Dataset items
********

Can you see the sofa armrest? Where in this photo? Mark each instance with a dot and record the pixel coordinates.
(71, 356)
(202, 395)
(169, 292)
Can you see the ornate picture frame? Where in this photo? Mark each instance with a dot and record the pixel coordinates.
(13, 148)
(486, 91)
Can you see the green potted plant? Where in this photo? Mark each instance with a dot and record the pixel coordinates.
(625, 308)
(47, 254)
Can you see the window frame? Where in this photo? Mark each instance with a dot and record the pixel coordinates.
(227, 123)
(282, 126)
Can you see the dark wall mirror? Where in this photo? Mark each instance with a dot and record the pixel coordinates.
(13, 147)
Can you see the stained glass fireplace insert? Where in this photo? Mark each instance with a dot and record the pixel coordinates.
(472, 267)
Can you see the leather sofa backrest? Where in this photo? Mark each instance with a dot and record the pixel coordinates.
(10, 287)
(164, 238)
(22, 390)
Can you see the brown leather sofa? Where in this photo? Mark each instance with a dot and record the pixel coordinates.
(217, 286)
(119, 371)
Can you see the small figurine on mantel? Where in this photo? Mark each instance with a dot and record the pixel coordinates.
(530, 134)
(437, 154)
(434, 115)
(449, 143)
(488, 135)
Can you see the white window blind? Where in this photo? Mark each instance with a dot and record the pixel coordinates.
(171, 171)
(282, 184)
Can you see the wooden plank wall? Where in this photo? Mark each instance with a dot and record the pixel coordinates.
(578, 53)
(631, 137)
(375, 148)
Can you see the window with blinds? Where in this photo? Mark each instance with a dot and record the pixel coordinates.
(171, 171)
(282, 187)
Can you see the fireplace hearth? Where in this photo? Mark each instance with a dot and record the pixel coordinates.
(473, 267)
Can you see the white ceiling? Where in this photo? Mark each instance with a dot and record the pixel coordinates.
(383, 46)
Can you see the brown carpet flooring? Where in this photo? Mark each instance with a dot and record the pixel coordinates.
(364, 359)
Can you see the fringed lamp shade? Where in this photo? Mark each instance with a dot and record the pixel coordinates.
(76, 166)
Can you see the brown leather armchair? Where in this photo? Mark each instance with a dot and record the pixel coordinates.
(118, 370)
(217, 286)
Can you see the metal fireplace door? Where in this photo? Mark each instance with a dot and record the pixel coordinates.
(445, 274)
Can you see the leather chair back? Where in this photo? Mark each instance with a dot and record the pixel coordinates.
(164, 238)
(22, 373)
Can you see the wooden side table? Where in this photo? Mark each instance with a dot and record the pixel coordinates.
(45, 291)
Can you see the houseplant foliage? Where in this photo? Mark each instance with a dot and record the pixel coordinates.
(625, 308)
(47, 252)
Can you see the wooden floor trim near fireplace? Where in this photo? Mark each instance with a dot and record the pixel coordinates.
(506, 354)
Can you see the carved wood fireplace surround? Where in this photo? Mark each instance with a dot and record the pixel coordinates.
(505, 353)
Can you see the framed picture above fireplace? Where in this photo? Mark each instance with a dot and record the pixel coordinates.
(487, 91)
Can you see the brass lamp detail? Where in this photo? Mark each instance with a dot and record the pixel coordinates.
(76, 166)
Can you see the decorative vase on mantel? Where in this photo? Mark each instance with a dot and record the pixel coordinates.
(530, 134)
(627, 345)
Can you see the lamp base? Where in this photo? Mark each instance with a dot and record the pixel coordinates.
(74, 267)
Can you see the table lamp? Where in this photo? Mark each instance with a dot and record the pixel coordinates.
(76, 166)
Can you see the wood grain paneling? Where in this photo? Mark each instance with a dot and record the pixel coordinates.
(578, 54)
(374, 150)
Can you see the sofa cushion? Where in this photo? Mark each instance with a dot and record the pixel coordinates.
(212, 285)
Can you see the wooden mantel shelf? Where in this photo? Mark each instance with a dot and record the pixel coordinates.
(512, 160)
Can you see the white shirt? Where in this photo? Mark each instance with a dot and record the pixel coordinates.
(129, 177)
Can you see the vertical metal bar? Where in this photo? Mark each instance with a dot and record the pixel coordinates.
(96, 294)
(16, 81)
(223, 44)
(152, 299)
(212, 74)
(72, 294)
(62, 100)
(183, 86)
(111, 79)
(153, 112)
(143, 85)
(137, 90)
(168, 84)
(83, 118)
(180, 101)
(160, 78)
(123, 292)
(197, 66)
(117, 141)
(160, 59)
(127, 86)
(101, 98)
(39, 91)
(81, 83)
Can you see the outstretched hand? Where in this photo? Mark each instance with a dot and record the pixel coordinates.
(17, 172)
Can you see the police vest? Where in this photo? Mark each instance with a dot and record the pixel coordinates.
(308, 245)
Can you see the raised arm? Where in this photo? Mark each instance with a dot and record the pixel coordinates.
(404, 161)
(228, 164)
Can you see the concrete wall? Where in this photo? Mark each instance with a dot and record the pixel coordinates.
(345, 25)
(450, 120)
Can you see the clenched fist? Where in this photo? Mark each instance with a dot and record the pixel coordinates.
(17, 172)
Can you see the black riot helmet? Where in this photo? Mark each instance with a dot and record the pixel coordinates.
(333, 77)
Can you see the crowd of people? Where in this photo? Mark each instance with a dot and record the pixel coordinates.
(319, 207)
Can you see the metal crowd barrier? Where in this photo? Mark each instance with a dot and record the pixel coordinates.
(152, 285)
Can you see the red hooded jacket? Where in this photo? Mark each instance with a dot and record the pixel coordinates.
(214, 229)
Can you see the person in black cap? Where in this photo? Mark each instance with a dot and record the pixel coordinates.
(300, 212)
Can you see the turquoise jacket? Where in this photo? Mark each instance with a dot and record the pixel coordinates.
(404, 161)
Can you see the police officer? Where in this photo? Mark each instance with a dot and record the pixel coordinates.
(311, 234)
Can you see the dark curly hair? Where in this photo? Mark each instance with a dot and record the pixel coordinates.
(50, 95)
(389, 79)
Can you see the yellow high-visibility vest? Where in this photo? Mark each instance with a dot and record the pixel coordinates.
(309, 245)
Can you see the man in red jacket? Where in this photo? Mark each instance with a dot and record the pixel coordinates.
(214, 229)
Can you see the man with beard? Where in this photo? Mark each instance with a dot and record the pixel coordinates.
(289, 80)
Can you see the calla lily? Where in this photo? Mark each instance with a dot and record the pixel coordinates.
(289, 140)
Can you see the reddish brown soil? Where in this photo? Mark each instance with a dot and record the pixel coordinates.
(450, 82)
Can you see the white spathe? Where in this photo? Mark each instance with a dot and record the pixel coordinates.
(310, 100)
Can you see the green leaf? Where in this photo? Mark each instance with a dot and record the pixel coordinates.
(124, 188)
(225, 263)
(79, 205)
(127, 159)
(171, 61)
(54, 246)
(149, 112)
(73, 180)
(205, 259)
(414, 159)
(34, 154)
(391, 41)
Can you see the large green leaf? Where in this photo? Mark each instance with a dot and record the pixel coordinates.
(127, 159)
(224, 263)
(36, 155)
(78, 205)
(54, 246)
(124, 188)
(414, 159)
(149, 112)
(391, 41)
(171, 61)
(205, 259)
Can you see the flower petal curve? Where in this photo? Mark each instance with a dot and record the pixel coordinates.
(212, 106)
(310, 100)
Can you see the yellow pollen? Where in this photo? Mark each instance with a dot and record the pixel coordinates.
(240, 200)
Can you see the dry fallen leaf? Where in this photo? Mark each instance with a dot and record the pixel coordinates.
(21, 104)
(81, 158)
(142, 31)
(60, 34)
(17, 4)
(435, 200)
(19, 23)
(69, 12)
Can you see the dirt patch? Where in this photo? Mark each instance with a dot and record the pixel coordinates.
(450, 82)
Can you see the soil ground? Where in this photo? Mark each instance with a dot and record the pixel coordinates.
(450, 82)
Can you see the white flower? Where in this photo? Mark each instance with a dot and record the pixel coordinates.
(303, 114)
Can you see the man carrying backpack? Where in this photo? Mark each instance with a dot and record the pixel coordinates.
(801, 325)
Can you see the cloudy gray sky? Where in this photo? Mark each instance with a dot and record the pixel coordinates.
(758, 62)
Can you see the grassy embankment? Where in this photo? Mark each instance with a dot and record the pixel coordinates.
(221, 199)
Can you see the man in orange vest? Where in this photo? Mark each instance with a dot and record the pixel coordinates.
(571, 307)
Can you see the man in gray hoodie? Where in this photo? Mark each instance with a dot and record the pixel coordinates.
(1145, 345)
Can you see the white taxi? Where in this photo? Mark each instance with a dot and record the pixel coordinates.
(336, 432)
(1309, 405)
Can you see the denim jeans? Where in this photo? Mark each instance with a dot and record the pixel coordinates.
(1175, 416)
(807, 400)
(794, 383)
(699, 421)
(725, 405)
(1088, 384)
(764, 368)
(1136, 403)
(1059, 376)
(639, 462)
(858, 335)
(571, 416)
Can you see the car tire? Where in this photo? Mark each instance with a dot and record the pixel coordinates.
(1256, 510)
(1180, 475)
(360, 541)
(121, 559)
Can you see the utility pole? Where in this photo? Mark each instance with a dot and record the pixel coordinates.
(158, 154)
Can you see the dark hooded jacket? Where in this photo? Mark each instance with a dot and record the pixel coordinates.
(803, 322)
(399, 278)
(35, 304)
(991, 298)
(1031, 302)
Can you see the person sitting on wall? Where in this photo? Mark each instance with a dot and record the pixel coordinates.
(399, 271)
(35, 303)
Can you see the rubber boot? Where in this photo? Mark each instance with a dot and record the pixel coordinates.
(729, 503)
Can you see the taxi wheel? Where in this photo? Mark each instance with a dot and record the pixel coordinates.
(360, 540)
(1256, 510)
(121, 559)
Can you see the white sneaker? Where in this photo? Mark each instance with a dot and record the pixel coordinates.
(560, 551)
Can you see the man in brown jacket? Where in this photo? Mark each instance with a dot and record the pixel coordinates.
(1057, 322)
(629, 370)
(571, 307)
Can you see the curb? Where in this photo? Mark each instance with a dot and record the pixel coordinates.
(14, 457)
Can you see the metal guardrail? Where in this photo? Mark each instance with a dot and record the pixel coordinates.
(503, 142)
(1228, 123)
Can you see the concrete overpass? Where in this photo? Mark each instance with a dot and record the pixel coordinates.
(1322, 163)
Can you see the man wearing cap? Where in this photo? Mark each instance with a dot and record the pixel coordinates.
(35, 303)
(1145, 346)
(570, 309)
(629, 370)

********

Return the lines from the line containing "Can you see the rubber" to the end of the entries above, exactly as they appear and with no other output.

Can you see the rubber boot? Where in this photo? Mark each instance with a dot and record the pixel coordinates.
(729, 503)
Can you see the taxi wheel? Where in this photo? Mark each instance with a dot and record the pixel coordinates.
(360, 540)
(1256, 510)
(121, 559)
Can you see the white sneaker? Where in this photo? Mark each instance with a dot and record the pixel coordinates.
(560, 551)
Can you see the man in brown jacket? Where in this photo? Mark each instance with a dot and record the pixel coordinates.
(1057, 322)
(629, 370)
(571, 307)
Can you see the curb? Where in this photo? Mark each instance with a dot and record the pixel coordinates.
(14, 457)
Can you see the metal guardrail? Where in this photo? Mark each instance with a dot and record the pixel coordinates.
(503, 142)
(1228, 123)
Can you see the concrete overpass? Where in this photo? Mark each instance with a dot and record the pixel coordinates.
(1322, 163)
Can you see the man wearing cap? Where in this photo? Mark each instance with a dot and record the pixel coordinates.
(35, 303)
(1145, 346)
(570, 309)
(629, 370)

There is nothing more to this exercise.